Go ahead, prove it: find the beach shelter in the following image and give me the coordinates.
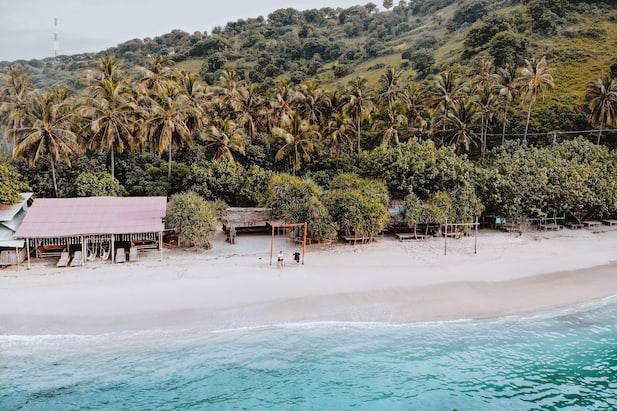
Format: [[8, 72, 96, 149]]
[[0, 193, 32, 266], [15, 197, 167, 265]]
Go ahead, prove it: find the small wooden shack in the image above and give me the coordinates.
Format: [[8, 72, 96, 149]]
[[0, 193, 32, 266]]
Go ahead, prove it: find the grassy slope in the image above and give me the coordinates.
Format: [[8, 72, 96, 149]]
[[172, 3, 617, 100]]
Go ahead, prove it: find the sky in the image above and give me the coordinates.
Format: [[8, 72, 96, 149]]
[[0, 0, 369, 61]]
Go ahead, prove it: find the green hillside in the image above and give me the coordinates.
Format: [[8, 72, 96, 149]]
[[0, 0, 617, 98]]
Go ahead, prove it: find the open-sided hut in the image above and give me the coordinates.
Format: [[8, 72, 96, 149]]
[[0, 193, 32, 266], [15, 197, 167, 264]]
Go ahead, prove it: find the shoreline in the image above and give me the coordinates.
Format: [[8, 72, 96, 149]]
[[0, 232, 617, 336]]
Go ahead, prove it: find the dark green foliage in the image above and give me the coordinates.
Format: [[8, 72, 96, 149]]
[[360, 140, 474, 199], [450, 0, 490, 28], [477, 139, 617, 217], [465, 15, 512, 48], [165, 192, 218, 249], [488, 31, 528, 67], [0, 161, 30, 204], [74, 173, 125, 197], [119, 156, 190, 196]]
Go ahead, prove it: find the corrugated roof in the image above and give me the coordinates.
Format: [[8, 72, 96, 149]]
[[15, 197, 167, 238], [0, 193, 32, 221]]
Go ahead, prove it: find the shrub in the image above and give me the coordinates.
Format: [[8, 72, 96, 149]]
[[264, 174, 336, 241], [0, 162, 30, 204], [322, 174, 390, 236], [165, 192, 218, 249], [75, 173, 126, 197]]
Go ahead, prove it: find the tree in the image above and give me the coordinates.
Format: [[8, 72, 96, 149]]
[[0, 68, 32, 155], [446, 100, 478, 152], [0, 161, 30, 204], [142, 83, 194, 178], [81, 78, 139, 178], [272, 112, 320, 176], [343, 77, 373, 155], [518, 57, 555, 142], [165, 192, 218, 249], [495, 66, 519, 144], [585, 77, 617, 144], [74, 173, 125, 197], [9, 89, 82, 196], [201, 118, 245, 162]]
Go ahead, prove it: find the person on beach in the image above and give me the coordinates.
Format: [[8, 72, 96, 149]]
[[276, 250, 285, 268]]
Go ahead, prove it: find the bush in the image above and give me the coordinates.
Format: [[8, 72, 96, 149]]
[[75, 173, 126, 197], [264, 174, 336, 241], [165, 192, 218, 249], [477, 139, 617, 218], [359, 140, 474, 200], [322, 174, 390, 236], [488, 31, 528, 67], [0, 162, 30, 204]]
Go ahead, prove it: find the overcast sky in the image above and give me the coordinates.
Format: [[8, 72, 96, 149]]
[[0, 0, 369, 61]]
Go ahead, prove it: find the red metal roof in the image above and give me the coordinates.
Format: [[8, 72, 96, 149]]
[[15, 197, 167, 238]]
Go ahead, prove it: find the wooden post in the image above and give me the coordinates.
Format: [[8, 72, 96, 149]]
[[270, 225, 274, 265], [443, 218, 448, 255], [26, 238, 30, 270], [474, 217, 480, 254], [302, 223, 308, 265]]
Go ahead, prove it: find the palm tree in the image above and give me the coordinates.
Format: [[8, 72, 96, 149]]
[[10, 89, 82, 197], [178, 70, 210, 133], [377, 67, 403, 104], [325, 113, 356, 159], [0, 68, 32, 155], [373, 102, 408, 146], [495, 66, 519, 144], [431, 70, 467, 144], [343, 77, 373, 155], [272, 111, 320, 176], [201, 118, 245, 162], [230, 84, 264, 141], [585, 76, 617, 144], [476, 83, 496, 155], [518, 57, 555, 142], [446, 99, 478, 152], [142, 83, 195, 178], [80, 78, 139, 178]]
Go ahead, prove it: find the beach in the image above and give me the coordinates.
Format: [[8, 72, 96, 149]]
[[0, 230, 617, 335]]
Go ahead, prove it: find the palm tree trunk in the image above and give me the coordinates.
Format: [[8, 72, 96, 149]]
[[501, 103, 509, 145], [109, 147, 116, 178], [49, 157, 58, 197], [358, 117, 362, 155], [598, 120, 604, 145], [167, 143, 172, 180], [523, 99, 533, 143]]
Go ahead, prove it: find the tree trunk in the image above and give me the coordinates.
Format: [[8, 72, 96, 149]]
[[49, 157, 58, 198], [358, 118, 362, 156], [109, 147, 116, 178], [598, 121, 604, 145], [523, 99, 533, 143], [501, 103, 509, 145], [167, 143, 172, 180]]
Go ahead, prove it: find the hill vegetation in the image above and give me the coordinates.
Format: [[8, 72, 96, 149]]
[[0, 0, 617, 241]]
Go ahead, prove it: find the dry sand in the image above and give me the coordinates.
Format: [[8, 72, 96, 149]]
[[0, 230, 617, 334]]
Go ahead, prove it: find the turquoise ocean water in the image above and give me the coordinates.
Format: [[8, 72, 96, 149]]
[[0, 299, 617, 410]]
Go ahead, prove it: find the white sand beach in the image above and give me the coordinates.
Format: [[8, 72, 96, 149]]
[[0, 230, 617, 334]]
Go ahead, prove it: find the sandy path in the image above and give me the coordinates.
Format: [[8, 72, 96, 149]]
[[0, 231, 617, 334]]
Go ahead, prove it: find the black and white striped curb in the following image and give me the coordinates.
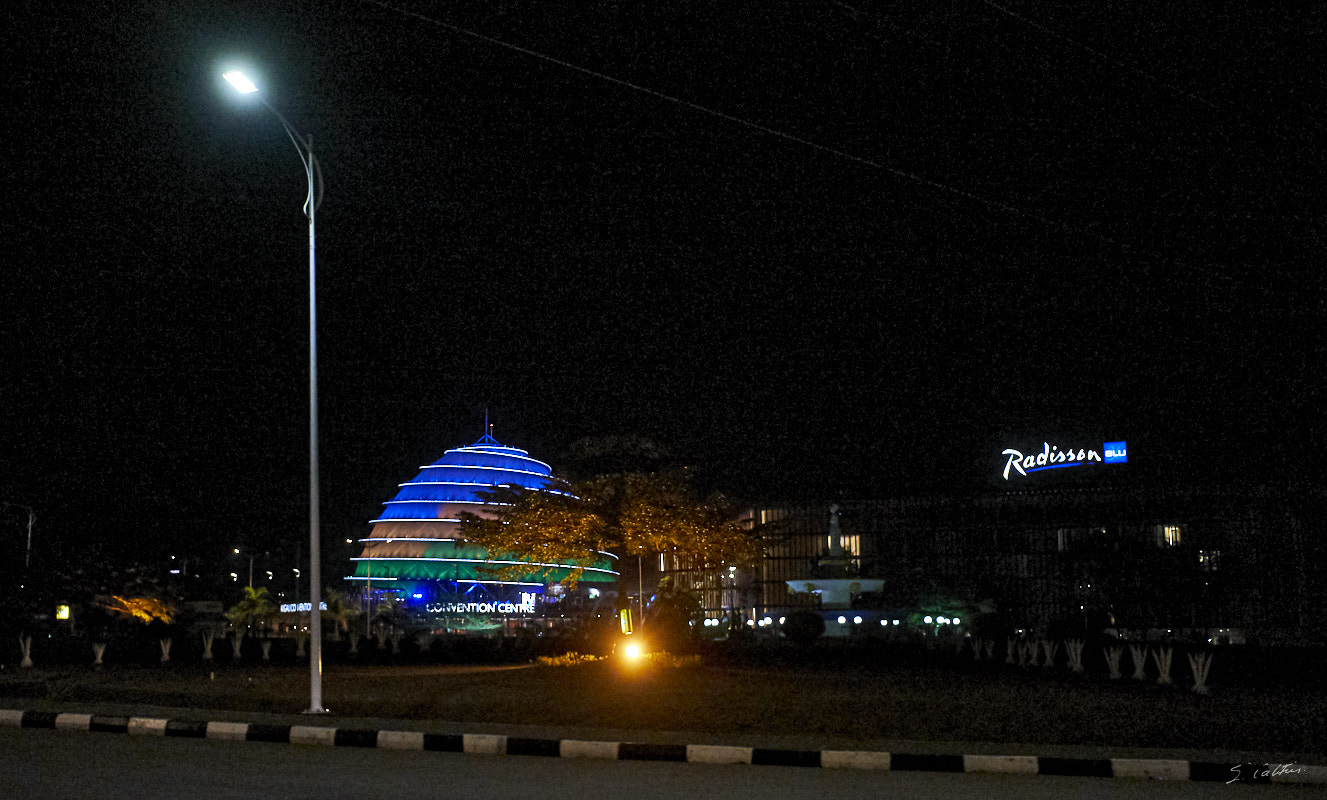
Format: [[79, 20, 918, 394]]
◇ ◇ ◇ ◇ ◇
### WHAT THIS TASK INVOLVES
Copy the entire listing above word for word, leaving out the pictures.

### SOLVED PROBLEM
Go ahead, prove it: find the beach shelter in the following image and give me the coordinates.
Format: [[8, 72, 96, 149]]
[[0, 193, 32, 266], [15, 197, 167, 265]]
Go ahead, prove it: find the small wooden shack in the image above and give me the coordinates.
Format: [[8, 72, 96, 149]]
[[0, 193, 32, 266]]
Go ahead, prove it: find the grassy slope in the image above and give me the coordinates.
Format: [[8, 72, 96, 149]]
[[172, 3, 617, 100]]
Go ahead, prove it: find the sky in the image above and give me the coordinates.
Format: [[8, 72, 96, 149]]
[[0, 0, 369, 61]]
Go ahead, prove it: find the green hillside in the image above and give me the coordinates.
Format: [[8, 72, 96, 149]]
[[0, 0, 617, 98]]
Go ahead, prove it: find the open-sided hut in the image above and give me the coordinates.
Format: [[8, 72, 96, 149]]
[[0, 193, 32, 266], [15, 197, 167, 264]]
Go ahead, prove it: find the shoreline in the image above and give me the coordinates.
Format: [[8, 72, 96, 149]]
[[0, 232, 617, 336]]
Go ahead, prove it: find the dark green foliage in the image above and give me the coordinates.
Format: [[8, 72, 96, 149]]
[[360, 140, 474, 199], [450, 0, 490, 28], [477, 139, 617, 217], [465, 15, 512, 48], [165, 192, 218, 249], [488, 31, 528, 67], [0, 161, 30, 204], [74, 173, 125, 197], [119, 156, 190, 196]]
Go ahead, prove it: find the corrugated roof in the image above and give me the coordinates.
Format: [[8, 72, 96, 149]]
[[15, 197, 167, 238], [0, 193, 32, 221]]
Go ahead, prove it: find the shrub in the image above and give me the coordinates.
Format: [[8, 72, 96, 149]]
[[264, 174, 336, 241], [0, 162, 30, 204], [322, 174, 390, 236], [165, 192, 218, 249], [75, 173, 126, 197]]
Go ahead, prove it: find the tree in the image above and give me the coordinates.
Format: [[8, 72, 96, 149]]
[[0, 68, 32, 155], [446, 100, 478, 152], [0, 161, 30, 204], [142, 83, 194, 178], [81, 78, 139, 178], [272, 112, 320, 176], [343, 77, 373, 155], [518, 57, 555, 142], [165, 192, 218, 249], [495, 66, 519, 144], [585, 77, 617, 144], [74, 173, 125, 197], [9, 89, 82, 196], [201, 118, 245, 162]]
Go ahead, prove it: find the person on beach in the image above and give me the coordinates.
Format: [[8, 72, 96, 149]]
[[276, 250, 285, 268]]
Go ahead, prove it: find the bush in the image above and give me the coordinates.
Format: [[8, 72, 96, 149]]
[[75, 173, 126, 197], [264, 174, 336, 241], [165, 192, 218, 249], [477, 139, 617, 218], [359, 140, 474, 200], [322, 174, 390, 236], [488, 31, 528, 67], [0, 162, 30, 204]]
Go ahead, prove it: find the overcast sky in the image above and give me the coordinates.
Format: [[8, 72, 96, 149]]
[[0, 0, 369, 61]]
Go ahead, prove it: find the red metal roof in the image above and give me the coordinates.
Format: [[8, 72, 96, 149]]
[[15, 197, 167, 238]]
Go ahead, prove it: find the wooden post in the image above and give me the coordinates.
Format: [[8, 72, 96, 149]]
[[270, 225, 274, 265], [443, 218, 448, 255], [26, 238, 30, 270], [474, 217, 480, 254], [302, 223, 308, 265]]
Go ahead, prove it: find the palm tree in the image above and give me the coordinates.
Format: [[8, 72, 96, 149]]
[[10, 89, 82, 197], [178, 70, 210, 133], [377, 67, 403, 104], [325, 113, 356, 159], [0, 68, 32, 155], [373, 102, 408, 146], [495, 66, 519, 144], [431, 70, 467, 144], [343, 77, 373, 155], [272, 111, 320, 176], [201, 118, 245, 162], [230, 84, 264, 141], [585, 76, 617, 144], [476, 83, 496, 155], [518, 57, 555, 142], [446, 99, 478, 152], [142, 83, 195, 178], [80, 78, 139, 178]]
Go ahead, prove it: find the beach in the image above and give me the coordinates.
Format: [[8, 72, 96, 149]]
[[0, 230, 617, 335]]
Go ahead, prove it: find the palm tree trunk in the image above and give me the coordinates.
Format: [[8, 72, 96, 149]]
[[501, 103, 509, 145], [109, 147, 116, 178], [49, 157, 58, 197], [358, 117, 362, 155], [598, 120, 604, 145], [167, 143, 172, 180], [523, 99, 533, 143]]
Go ahead, prove it: find the tree trunk in the image above and give me the coordinates.
Format: [[8, 72, 96, 149]]
[[49, 157, 58, 198], [358, 118, 362, 156], [109, 147, 116, 178], [598, 121, 604, 145], [523, 99, 533, 143], [501, 103, 509, 145], [167, 143, 172, 180]]
Go ahead, prove it: find the hill vegetation in the image above and give me the coordinates.
Format: [[8, 72, 96, 149]]
[[0, 0, 617, 241]]
Go ahead, prove it: find the dry sand in the image above and give me the coordinates.
Format: [[8, 72, 96, 149]]
[[0, 230, 617, 334]]
Go ahead, prove it: find the turquoise ocean water in the image above and give me the coordinates.
Format: [[8, 72, 96, 149]]
[[0, 299, 617, 410]]
Go ahead, prove it: find the white sand beach in the image above and give me the coordinates.
Format: [[8, 72, 96, 149]]
[[0, 230, 617, 334]]
Go ahead, prove it: find the sandy path in the image above and give me the coordinates.
Format: [[8, 72, 96, 149]]
[[0, 231, 617, 334]]
Go ahead, prove it: find the black and white striped curb in the following image and give me the coordinates.
Format: [[79, 20, 918, 394]]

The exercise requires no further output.